**Source passage:**

- - - - - - -

Everett Mitchell (March 15, 1898, in Oak Park, Illinois – November 12, 1990, in Wheaton, Illinois) was an American gospel singer and radio innovator.

==Early life==
Growing up impoverished, Everett wore his sister's hand-me-down shoes to school. When working as a child, Mitchell spent his first nickel to buy bread for his family. However, despite working several jobs and being part of the Quaker lineage, Mitchell became one of the great gospel singers. He had learned dozens of hymns at a very young age and was part of the church chorus. Gypsy Smith, a prominent evangelist, noticed Mitchell and hired him as a soloist for Smith's revival service at Pacific Garden Mission in downtown Chicago. Mitchell continued his singing at Winona Lake for four summers.

After high school, Mitchell took a job as a clerk at First Trust and Savings Bank. There, he met Mildred, a bookkeeper, who later become his first wife. After getting married, both realized that their salaries could not support a family, so Mitchell worked at Continental Casualty Company as a claim adjustor while singing part-time at radio station WENR. When his supervisor at the insurance company found out about this, he told Mitchell either leave radio or be fired. Mitchell quit the company and never looked back.

- - - - - - -

**Data listing:**
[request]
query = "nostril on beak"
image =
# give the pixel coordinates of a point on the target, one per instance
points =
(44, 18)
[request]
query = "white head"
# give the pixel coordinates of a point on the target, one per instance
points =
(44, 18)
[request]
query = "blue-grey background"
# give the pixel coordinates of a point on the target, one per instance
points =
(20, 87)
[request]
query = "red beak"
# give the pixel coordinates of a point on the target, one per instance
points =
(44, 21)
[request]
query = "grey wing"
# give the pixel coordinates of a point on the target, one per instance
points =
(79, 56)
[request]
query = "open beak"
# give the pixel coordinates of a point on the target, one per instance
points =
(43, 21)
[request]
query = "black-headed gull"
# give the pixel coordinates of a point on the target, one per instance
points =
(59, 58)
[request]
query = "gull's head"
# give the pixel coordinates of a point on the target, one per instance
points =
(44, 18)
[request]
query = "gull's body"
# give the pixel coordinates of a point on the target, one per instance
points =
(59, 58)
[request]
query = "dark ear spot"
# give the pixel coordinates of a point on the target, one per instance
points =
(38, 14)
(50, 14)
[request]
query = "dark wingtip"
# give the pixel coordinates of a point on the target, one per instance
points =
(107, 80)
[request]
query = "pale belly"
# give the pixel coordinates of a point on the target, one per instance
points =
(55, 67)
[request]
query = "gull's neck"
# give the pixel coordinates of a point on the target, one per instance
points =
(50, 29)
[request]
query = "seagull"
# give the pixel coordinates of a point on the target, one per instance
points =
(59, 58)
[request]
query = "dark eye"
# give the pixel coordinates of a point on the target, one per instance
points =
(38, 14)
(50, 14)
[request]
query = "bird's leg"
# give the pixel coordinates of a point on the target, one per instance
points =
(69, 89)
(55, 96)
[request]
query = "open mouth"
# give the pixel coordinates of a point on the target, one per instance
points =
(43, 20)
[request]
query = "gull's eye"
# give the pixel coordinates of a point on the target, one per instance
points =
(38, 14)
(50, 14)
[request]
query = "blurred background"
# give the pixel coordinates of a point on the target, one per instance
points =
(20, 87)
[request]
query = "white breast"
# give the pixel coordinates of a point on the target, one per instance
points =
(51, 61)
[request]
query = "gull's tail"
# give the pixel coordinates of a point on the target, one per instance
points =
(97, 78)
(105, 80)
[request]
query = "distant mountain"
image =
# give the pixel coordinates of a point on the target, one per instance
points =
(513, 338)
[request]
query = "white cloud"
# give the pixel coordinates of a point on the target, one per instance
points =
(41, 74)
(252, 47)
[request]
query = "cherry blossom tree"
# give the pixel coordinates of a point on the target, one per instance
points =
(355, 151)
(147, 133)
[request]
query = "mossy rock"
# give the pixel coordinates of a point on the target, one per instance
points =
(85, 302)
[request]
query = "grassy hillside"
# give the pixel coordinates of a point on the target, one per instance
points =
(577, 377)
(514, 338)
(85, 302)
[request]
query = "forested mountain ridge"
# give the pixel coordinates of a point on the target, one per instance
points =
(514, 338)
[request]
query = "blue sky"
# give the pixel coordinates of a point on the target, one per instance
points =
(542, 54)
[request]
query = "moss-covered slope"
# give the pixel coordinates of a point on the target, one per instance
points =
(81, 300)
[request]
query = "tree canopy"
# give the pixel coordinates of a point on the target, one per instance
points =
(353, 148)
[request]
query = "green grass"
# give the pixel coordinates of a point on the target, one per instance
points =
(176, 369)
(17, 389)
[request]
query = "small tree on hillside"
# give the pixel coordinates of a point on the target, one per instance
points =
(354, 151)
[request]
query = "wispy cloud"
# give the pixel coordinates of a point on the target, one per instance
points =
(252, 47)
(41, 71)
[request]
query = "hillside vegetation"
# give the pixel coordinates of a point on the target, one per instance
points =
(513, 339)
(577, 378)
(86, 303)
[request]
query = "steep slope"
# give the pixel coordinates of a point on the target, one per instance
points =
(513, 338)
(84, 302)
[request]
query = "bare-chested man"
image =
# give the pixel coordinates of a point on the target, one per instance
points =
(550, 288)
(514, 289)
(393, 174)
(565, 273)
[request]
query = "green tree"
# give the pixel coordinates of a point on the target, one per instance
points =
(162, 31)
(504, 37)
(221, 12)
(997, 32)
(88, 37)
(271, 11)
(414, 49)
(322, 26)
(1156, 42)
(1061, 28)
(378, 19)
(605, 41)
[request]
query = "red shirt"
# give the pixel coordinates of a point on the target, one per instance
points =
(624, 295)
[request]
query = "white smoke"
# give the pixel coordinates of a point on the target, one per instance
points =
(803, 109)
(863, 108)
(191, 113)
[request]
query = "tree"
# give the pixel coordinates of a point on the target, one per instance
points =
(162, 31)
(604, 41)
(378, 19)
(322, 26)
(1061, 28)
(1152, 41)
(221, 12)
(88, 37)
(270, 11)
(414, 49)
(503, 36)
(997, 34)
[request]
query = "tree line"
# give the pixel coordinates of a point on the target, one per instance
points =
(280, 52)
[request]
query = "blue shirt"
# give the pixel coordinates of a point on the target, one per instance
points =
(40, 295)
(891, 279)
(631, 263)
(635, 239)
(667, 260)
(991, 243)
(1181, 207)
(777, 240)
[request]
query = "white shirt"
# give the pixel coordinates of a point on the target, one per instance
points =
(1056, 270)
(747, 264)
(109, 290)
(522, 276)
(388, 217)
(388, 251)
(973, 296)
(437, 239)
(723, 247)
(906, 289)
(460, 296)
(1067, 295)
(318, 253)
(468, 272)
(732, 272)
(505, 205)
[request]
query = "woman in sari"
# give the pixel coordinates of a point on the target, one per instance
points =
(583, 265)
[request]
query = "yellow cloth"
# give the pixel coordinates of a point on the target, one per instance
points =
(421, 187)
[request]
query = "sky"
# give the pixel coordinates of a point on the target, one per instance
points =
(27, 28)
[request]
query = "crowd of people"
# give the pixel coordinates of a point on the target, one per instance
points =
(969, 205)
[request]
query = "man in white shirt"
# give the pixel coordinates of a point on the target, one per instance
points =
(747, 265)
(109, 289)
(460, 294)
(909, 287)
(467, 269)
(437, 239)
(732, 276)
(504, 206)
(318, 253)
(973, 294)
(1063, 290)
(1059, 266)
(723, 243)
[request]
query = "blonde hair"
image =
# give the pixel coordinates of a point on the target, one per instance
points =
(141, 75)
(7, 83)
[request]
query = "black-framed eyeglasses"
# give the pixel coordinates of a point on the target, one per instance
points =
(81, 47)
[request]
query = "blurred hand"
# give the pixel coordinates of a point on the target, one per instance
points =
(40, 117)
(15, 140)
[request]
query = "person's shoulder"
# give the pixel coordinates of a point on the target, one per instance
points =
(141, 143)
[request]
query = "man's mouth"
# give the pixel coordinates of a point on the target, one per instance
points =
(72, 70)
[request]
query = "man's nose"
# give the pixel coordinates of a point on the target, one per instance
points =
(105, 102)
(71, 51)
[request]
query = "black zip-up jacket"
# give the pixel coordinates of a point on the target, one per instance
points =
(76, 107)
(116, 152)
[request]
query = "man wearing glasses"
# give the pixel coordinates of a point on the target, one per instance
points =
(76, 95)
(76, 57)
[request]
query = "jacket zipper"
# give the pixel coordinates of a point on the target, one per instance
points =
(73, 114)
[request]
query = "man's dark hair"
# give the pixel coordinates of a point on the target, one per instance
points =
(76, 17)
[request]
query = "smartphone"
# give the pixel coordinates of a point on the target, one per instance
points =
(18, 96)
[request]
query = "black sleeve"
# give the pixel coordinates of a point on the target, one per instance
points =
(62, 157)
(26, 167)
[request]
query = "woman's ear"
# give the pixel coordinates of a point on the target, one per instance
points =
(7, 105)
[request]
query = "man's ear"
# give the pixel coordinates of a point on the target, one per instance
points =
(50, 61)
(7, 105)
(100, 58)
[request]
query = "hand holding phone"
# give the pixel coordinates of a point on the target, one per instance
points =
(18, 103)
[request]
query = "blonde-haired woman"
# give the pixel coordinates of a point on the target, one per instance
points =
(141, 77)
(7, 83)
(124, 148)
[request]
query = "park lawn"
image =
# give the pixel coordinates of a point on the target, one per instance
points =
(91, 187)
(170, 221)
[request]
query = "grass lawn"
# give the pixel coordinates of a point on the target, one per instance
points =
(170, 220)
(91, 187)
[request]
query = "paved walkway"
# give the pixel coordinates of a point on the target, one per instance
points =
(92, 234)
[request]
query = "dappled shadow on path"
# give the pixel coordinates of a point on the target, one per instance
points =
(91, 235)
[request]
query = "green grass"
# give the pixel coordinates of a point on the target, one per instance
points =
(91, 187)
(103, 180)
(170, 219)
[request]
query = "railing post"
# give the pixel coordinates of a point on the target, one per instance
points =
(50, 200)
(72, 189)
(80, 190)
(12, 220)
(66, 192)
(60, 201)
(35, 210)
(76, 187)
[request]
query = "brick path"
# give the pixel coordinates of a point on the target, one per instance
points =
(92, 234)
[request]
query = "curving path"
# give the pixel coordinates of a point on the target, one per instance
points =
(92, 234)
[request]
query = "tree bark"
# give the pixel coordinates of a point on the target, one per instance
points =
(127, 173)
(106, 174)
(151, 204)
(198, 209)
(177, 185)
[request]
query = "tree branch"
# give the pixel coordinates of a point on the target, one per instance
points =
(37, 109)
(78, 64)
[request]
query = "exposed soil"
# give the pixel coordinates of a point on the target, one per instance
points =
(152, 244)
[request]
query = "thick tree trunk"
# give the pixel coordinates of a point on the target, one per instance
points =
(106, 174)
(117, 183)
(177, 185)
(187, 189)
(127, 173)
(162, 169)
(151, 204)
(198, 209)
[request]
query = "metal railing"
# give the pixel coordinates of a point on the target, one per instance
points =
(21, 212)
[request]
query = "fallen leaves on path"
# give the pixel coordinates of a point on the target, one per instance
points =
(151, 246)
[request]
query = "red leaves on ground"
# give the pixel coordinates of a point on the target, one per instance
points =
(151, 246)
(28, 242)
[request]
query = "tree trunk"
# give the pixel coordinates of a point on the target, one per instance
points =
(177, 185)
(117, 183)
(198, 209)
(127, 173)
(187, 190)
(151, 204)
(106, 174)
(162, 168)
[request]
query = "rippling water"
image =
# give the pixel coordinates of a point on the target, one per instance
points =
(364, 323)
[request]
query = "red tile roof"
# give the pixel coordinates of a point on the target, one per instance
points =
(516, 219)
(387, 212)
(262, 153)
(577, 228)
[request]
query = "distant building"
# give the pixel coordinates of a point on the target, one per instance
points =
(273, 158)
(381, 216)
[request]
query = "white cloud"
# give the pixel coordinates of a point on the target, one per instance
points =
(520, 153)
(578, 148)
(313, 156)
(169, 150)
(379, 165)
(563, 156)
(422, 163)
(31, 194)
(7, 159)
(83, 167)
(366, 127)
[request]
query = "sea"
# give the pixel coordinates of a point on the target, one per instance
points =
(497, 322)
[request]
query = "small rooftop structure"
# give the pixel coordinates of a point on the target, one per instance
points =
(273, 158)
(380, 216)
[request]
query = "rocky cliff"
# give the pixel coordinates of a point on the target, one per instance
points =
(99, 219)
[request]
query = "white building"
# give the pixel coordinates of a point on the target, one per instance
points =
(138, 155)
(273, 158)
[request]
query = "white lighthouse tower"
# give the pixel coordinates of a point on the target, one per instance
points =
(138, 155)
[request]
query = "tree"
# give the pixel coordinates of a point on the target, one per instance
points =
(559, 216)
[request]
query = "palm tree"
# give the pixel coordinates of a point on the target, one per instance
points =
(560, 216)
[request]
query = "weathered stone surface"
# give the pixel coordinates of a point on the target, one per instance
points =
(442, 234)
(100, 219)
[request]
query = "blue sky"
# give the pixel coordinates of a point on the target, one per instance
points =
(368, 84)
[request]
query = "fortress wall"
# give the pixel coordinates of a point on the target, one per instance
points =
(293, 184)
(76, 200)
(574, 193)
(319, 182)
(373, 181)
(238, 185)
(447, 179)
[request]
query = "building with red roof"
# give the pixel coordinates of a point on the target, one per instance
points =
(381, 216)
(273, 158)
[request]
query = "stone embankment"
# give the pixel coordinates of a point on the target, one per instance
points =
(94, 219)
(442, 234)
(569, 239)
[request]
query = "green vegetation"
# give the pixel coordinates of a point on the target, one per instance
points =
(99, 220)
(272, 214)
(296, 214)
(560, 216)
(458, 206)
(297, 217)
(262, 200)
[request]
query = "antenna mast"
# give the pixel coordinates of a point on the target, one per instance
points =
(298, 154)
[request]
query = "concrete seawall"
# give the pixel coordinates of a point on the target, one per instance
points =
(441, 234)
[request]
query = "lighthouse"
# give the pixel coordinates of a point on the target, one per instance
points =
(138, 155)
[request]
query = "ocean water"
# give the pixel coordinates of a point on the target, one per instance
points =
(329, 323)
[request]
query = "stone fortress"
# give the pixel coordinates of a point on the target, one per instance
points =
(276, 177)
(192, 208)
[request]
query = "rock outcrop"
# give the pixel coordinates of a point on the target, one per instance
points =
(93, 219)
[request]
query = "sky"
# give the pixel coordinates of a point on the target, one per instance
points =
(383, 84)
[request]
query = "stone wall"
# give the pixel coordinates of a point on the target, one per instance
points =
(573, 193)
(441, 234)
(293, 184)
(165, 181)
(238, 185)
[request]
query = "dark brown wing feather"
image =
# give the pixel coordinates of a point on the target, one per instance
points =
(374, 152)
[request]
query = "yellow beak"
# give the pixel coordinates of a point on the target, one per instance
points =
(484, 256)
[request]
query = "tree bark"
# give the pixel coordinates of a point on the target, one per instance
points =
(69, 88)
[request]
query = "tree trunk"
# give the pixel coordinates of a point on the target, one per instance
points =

- - - - - - -

**Task requirements:**
A – In the passage on Everett Mitchell, why did Mitchell take a job as a claim adjustor at Continental Casualty Company after getting married? Answer in one to three sentences.
B – Answer these questions from the passage on Everett Mitchell:
(i) What did Mitchell spend his first nickel on?
(ii) Where was Gypsy Smith's revival service at which Mitchell sang as a soloist?
(iii) What was Mildred's job at First Trust and Savings Bank?
C – Can you type out the stretch of the passage on Everett Mitchell from "Everett Mitchell (March" through "for four summers." word for word?

**Answer set:**
A – After they married, Mitchell and Mildred realized that their salaries could not support a family. So Mitchell took the claim adjustor job at Continental Casualty Company while also singing part-time at radio station WENR.

B –
(i) Bread for his family.
(ii) Pacific Garden Mission in downtown Chicago.
(iii) She was a bookkeeper.

C –
Everett Mitchell (March 15, 1898, in Oak Park, Illinois – November 12, 1990, in Wheaton, Illinois) was an American gospel singer and radio innovator.

==Early life==
Growing up impoverished, Everett wore his sister's hand-me-down shoes to school. When working as a child, Mitchell spent his first nickel to buy bread for his family. However, despite working several jobs and being part of the Quaker lineage, Mitchell became one of the great gospel singers. He had learned dozens of hymns at a very young age and was part of the church chorus. Gypsy Smith, a prominent evangelist, noticed Mitchell and hired him as a soloist for Smith's revival service at Pacific Garden Mission in downtown Chicago. Mitchell continued his singing at Winona Lake for four summers.